[Passage to read]

Isn’t 4 tps good enough for local use by a single user, which is the point of a ...

IanCal · on Feb 12, 2025

4 tokens per second is pretty slow. That's 5-10s for a comment the length of yours (and R1 specifically likes to output a lot of tokens). It's 10-20x slower than many top end models, which are available cheaply. Even high cost versions of R1 (at more than twice the price of sonnet) are $7/million tokens. For $2K you get 285 million tokens. You'd have to run the box at full whack for over two years (for 4tps) to hit that spending, and that ignores electricity prices. Sonnet 3.5 is half that price, and other R1 providers you could probably hit about a billion tokens for $2k. Gemini flash 2 is over 100 tokens per second and $2k gets you something like 5+B tokens (more really but I'm taking an easy estimate over the more expensive part).

If there are things you cannot send to a random party, you might want to look at hosted versions with agreements (if it's a code issue, if you're fine with github then azure is probably fine too).

Outside of that, if you really need to then sure, but these are the kinds of things that really benefit from being able to get high usage on GPUs for short periods of time.

JKCalhoun · on Feb 11, 2025

It is for me. I'm happy to switch over to another task (and maybe that task is refilling my coffee) and come back when the answer is fully formed.

ErikBjare · on Feb 11, 2025

I tend to get impatient at less than 10tok/s: If the answer is 600tok (normal for me) that's a minute.

[/Passage to read]

▸ Work instructions:
1. From the thread on local model speed, reproduce verbatim the part that opens with the words containing "Outside of that, if" and closes with "is fully formed.".
2. Answer these questions using the thread on local model speed:
(a) According to IanCal, what is the price of high-cost versions of R1 per million tokens?
(b) What task does JKCalhoun name as a possible thing to do while waiting for an answer?
(c) Below what speed does ErikBjare tend to get impatient?

[Data shown]

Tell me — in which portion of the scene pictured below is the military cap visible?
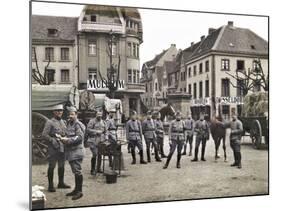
[67,106,77,112]
[52,104,63,111]
[131,111,137,116]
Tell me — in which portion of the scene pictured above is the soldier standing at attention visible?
[155,112,167,158]
[86,111,108,175]
[217,113,243,169]
[142,111,161,163]
[182,114,195,156]
[191,114,210,162]
[59,107,86,200]
[42,105,70,192]
[126,111,146,164]
[163,111,185,169]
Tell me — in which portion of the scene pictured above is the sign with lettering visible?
[87,80,125,91]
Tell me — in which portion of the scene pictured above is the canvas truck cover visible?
[31,84,79,111]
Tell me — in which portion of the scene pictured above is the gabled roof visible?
[31,15,78,42]
[214,26,268,55]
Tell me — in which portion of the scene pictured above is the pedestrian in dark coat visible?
[42,105,70,192]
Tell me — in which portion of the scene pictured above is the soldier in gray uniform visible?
[86,111,108,175]
[191,114,210,162]
[163,111,185,169]
[126,111,146,164]
[154,112,167,158]
[142,111,161,162]
[59,107,86,200]
[217,113,243,169]
[182,114,195,156]
[42,105,70,192]
[106,113,117,167]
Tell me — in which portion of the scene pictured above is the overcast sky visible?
[32,2,268,67]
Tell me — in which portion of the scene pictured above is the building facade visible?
[179,21,268,119]
[31,15,78,85]
[141,44,178,110]
[78,5,145,116]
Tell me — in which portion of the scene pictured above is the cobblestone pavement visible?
[32,131,268,208]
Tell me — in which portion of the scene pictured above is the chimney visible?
[208,28,216,35]
[227,21,233,27]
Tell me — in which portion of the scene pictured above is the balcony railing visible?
[78,21,125,34]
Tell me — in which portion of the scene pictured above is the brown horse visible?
[210,116,227,162]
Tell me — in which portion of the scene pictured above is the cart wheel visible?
[250,120,262,149]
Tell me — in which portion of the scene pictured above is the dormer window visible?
[91,15,97,22]
[48,29,58,37]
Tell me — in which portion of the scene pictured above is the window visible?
[61,69,69,83]
[205,60,210,72]
[188,67,191,78]
[193,65,197,76]
[111,42,117,56]
[46,69,55,83]
[128,69,132,83]
[221,59,229,70]
[205,80,210,97]
[199,81,203,98]
[193,83,197,99]
[45,47,54,61]
[31,47,35,60]
[60,48,69,61]
[127,42,132,56]
[137,70,140,83]
[133,70,137,84]
[188,84,191,94]
[48,29,58,37]
[133,43,137,57]
[88,40,97,56]
[199,63,203,74]
[222,105,230,119]
[221,79,230,97]
[237,79,244,96]
[91,15,97,22]
[88,68,98,80]
[236,60,245,71]
[137,44,140,58]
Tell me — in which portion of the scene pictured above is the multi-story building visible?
[78,5,145,116]
[178,21,268,118]
[141,44,178,110]
[31,15,77,85]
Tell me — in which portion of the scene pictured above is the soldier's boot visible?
[97,155,102,173]
[155,148,162,162]
[177,153,181,169]
[201,146,206,161]
[91,156,97,175]
[230,152,238,167]
[160,144,167,158]
[72,175,83,200]
[131,149,136,165]
[48,168,56,192]
[237,152,242,169]
[66,174,79,196]
[163,154,172,169]
[146,148,151,163]
[191,147,198,162]
[139,150,147,164]
[58,167,70,189]
[182,144,187,155]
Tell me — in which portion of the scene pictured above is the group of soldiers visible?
[42,105,243,200]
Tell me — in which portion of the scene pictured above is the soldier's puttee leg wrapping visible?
[165,141,177,166]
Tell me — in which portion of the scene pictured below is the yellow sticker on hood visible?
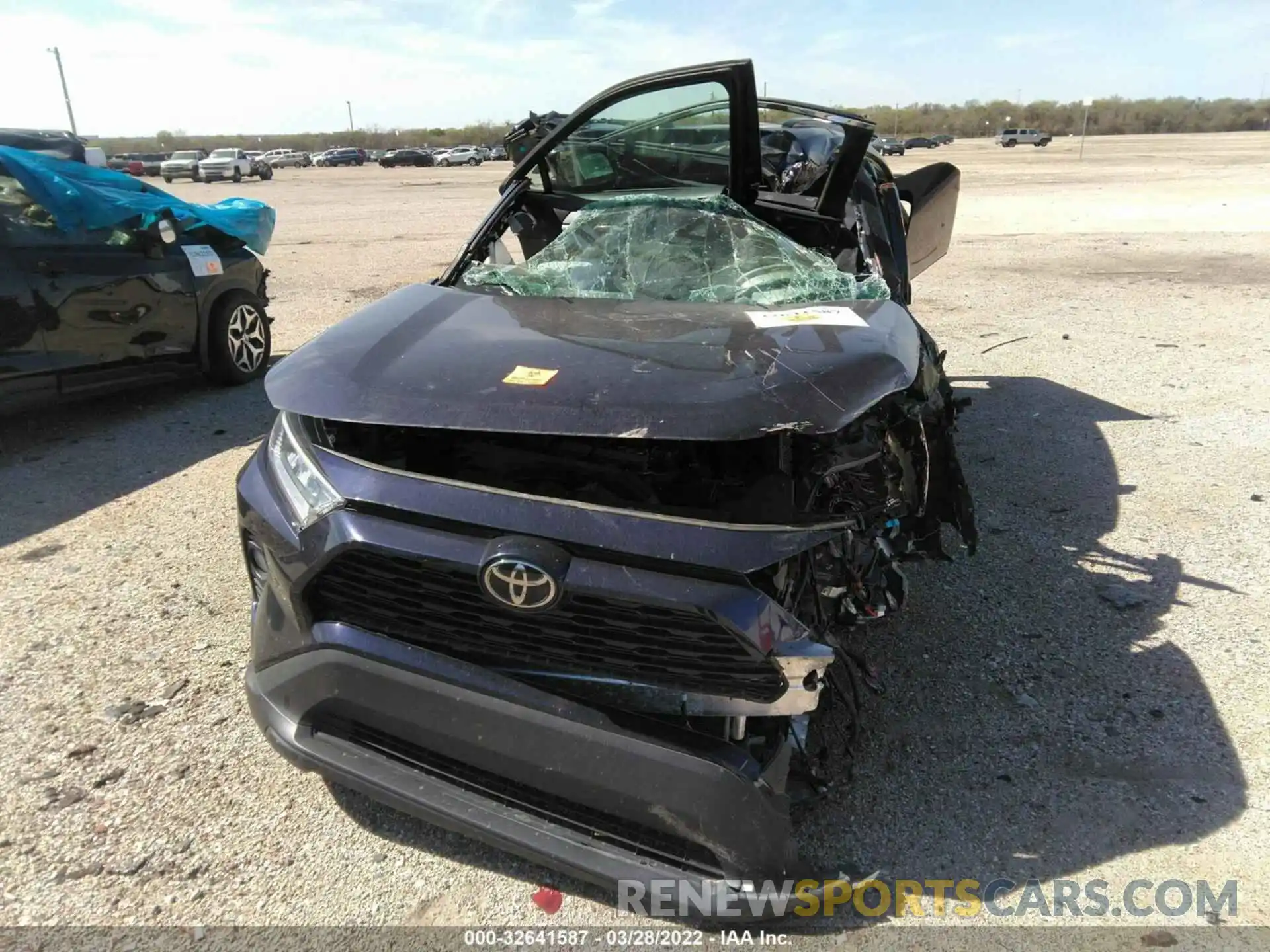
[503,366,560,387]
[745,307,868,327]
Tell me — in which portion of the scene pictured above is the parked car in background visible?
[159,149,207,184]
[263,149,312,169]
[198,149,273,182]
[994,130,1054,149]
[138,152,167,175]
[437,146,485,165]
[380,149,433,169]
[319,149,366,167]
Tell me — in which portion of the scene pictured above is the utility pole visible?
[48,46,79,136]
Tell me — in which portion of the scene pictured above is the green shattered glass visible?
[464,196,890,307]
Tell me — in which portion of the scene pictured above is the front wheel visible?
[207,291,271,386]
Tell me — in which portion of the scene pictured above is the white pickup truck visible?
[198,149,273,182]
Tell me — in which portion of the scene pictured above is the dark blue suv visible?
[237,61,976,916]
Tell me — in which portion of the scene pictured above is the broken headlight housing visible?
[268,411,344,532]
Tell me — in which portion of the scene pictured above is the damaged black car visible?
[239,61,976,919]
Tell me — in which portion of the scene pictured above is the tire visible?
[207,291,272,387]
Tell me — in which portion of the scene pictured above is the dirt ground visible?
[0,134,1270,945]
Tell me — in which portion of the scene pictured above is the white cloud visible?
[992,29,1077,54]
[573,0,614,18]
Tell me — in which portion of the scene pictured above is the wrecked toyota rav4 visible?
[239,61,976,919]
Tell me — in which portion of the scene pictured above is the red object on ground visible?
[533,886,564,915]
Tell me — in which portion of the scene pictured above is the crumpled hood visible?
[265,284,919,439]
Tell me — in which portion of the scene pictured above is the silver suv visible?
[997,130,1054,149]
[437,146,485,165]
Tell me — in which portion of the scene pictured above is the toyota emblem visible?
[480,557,560,611]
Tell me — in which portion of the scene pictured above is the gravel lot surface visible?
[0,134,1270,944]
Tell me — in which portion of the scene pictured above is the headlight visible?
[269,413,344,530]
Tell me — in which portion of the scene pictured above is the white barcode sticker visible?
[745,307,868,327]
[181,245,225,278]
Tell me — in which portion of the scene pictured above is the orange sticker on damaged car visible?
[503,366,560,387]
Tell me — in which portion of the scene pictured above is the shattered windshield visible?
[462,196,889,306]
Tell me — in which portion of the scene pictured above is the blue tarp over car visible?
[0,146,277,254]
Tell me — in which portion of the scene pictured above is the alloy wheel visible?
[229,305,264,373]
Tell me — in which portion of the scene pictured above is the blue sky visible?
[0,0,1270,135]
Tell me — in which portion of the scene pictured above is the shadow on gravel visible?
[0,357,279,548]
[333,377,1246,928]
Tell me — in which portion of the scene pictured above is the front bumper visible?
[246,642,809,892]
[239,448,833,918]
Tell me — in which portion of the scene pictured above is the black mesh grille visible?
[308,549,786,702]
[314,719,722,879]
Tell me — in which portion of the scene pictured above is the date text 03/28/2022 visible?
[464,929,790,948]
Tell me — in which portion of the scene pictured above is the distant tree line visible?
[852,97,1270,138]
[97,97,1270,155]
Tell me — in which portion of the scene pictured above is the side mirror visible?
[140,208,183,258]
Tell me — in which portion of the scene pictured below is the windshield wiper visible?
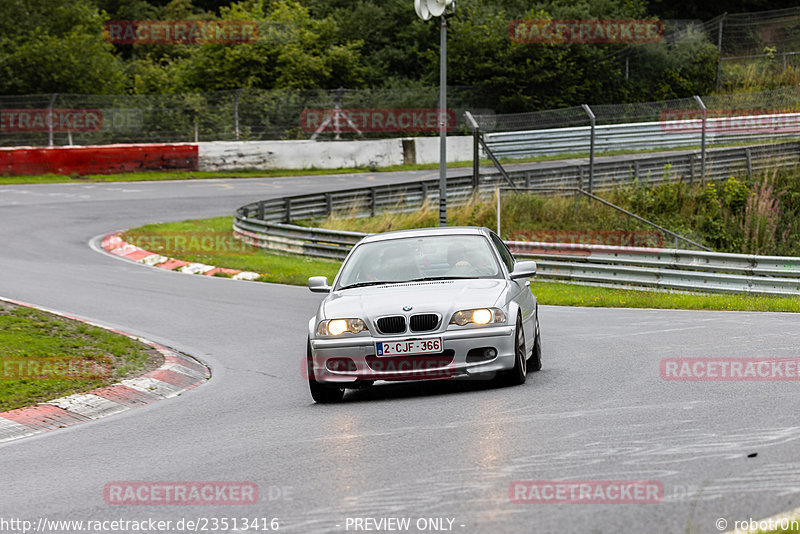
[409,276,480,282]
[339,280,403,289]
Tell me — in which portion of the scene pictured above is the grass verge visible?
[0,301,163,412]
[122,217,800,312]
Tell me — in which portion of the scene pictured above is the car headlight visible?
[317,319,367,336]
[450,308,506,326]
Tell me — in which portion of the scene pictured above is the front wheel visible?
[528,310,542,373]
[306,339,344,404]
[501,316,528,386]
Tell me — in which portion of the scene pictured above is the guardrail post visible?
[47,93,58,146]
[581,104,595,193]
[494,185,500,237]
[233,87,242,141]
[694,95,708,187]
[716,11,728,90]
[744,148,753,180]
[464,111,481,193]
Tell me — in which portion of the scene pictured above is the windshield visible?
[337,235,502,289]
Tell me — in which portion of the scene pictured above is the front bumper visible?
[311,325,514,387]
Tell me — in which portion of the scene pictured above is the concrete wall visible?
[0,143,197,176]
[198,136,472,171]
[0,136,472,175]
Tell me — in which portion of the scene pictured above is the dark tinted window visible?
[492,232,514,273]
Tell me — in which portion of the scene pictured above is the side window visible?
[492,232,514,273]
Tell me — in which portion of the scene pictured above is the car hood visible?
[319,279,507,320]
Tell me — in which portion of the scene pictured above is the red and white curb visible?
[0,298,211,443]
[100,237,261,280]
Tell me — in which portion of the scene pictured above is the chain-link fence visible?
[0,87,500,146]
[473,86,800,135]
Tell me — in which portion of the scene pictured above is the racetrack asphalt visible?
[0,172,800,533]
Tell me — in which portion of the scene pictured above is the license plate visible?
[375,337,442,356]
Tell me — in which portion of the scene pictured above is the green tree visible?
[0,0,125,94]
[175,0,365,90]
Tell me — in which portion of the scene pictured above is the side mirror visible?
[511,261,536,280]
[308,276,331,293]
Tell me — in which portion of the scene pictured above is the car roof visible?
[361,226,490,243]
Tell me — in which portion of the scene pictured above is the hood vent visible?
[409,313,439,332]
[380,280,453,289]
[375,315,406,334]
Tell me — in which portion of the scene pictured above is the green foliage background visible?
[0,0,717,113]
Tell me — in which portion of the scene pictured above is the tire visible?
[306,339,344,404]
[528,309,542,373]
[500,315,528,386]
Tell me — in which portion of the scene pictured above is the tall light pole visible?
[414,0,455,226]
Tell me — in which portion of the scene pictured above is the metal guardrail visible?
[233,138,800,295]
[236,141,800,225]
[234,220,800,295]
[483,113,800,158]
[508,241,800,295]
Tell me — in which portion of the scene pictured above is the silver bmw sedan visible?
[305,227,542,403]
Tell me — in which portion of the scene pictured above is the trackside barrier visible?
[508,241,800,295]
[483,113,800,158]
[233,219,800,295]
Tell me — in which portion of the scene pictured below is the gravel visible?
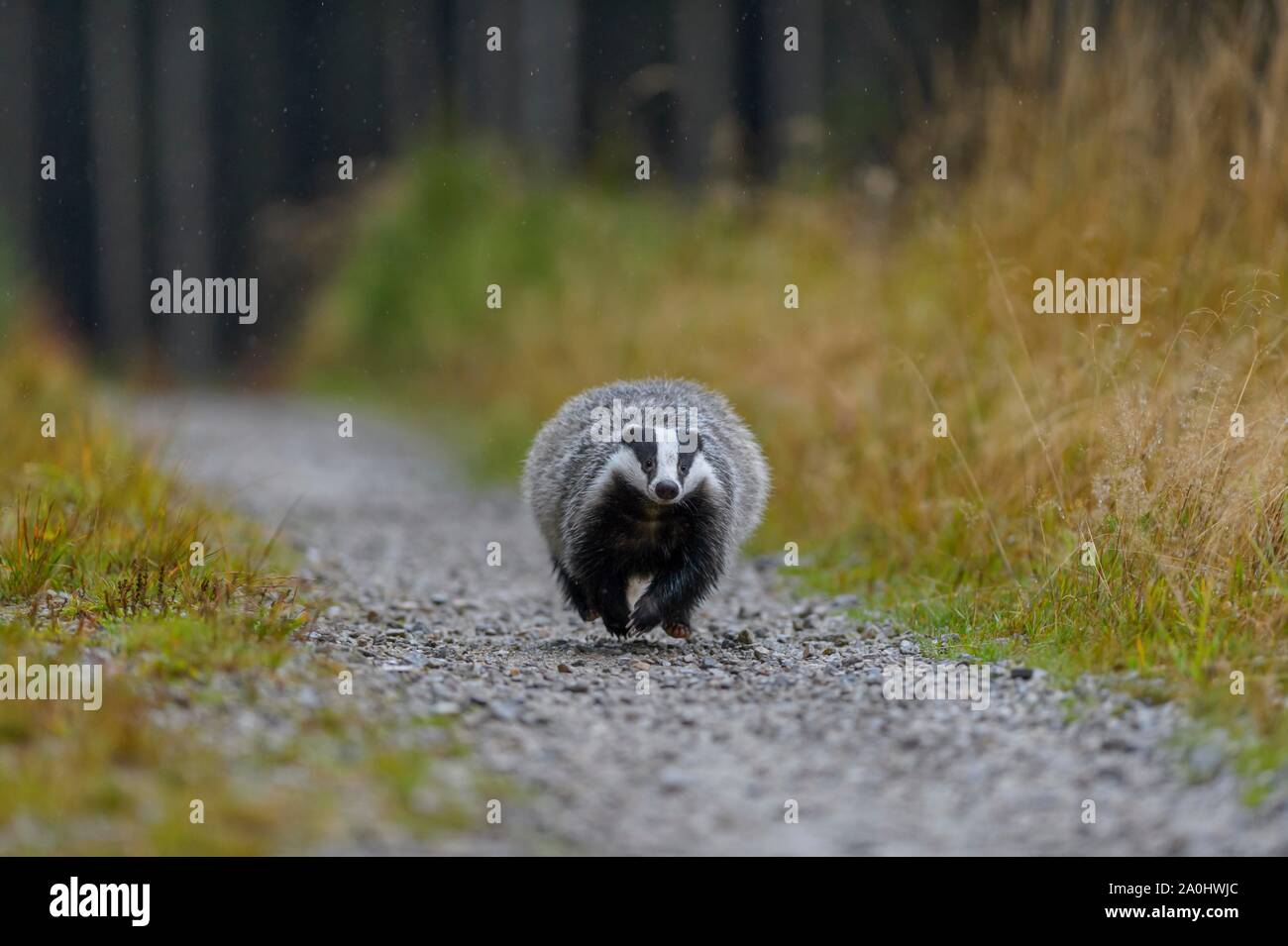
[136,394,1288,855]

[/Data shown]

▸ Problem solutions:
1.
Outside of that, if you really need to then sure, but these are the kinds of things that really benefit from being able to get high usage on GPUs for short periods of time.

JKCalhoun · on Feb 11, 2025

It is for me. I'm happy to switch over to another task (and maybe that task is refilling my coffee) and come back when the answer is fully formed.

2.
(a) $7 per million tokens.
(b) Refilling coffee.
(c) Less than 10 tokens per second.